> _EXERCISE_
Arrange the material from the line holding "of the granite" through the line holding "[[574, 246], [589, 263]]", inclusive, as a Markdown table with the columns Number and Text. Give each line a row number and leave out any blank lines.

> _RECORDS SHOWN_

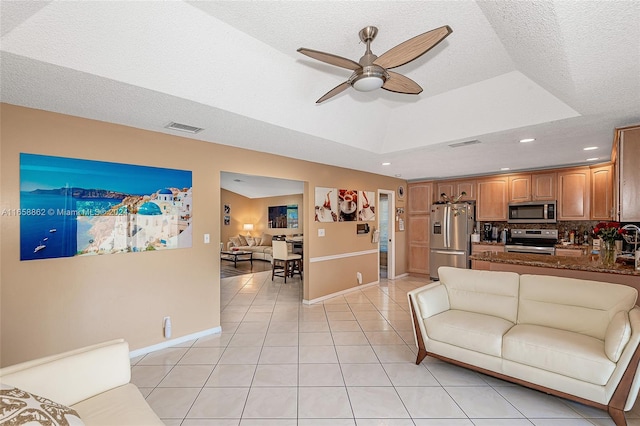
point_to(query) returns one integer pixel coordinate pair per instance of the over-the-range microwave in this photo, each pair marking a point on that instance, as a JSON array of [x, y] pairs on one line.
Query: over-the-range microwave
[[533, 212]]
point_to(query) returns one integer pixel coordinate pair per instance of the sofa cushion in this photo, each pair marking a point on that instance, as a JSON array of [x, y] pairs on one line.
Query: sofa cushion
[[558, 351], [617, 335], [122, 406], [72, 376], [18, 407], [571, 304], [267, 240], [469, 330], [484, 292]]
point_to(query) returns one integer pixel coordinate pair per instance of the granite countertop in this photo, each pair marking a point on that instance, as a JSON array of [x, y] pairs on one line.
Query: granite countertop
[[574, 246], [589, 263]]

* * *

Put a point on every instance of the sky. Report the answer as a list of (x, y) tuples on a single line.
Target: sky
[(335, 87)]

* * *

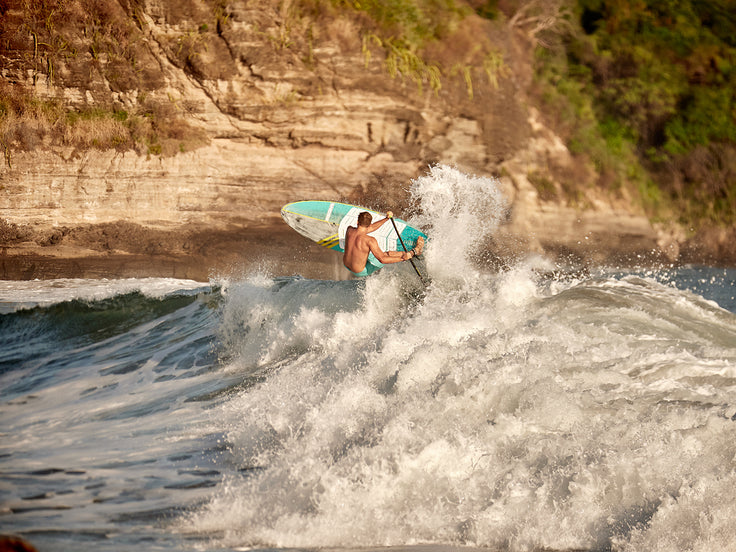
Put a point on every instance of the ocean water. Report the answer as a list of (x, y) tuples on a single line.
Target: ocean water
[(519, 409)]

> _CORRECT OUTPUT_
| Number | Text |
|---|---|
| 1 | point_to(query) returns one integer pixel coordinate pair per instance of the granite countertop in this photo, each pair marking a point on that instance, as a JSON array of [x, y] pairs on one line. |
| 2 | Query: granite countertop |
| 3 | [[574, 246], [589, 263]] |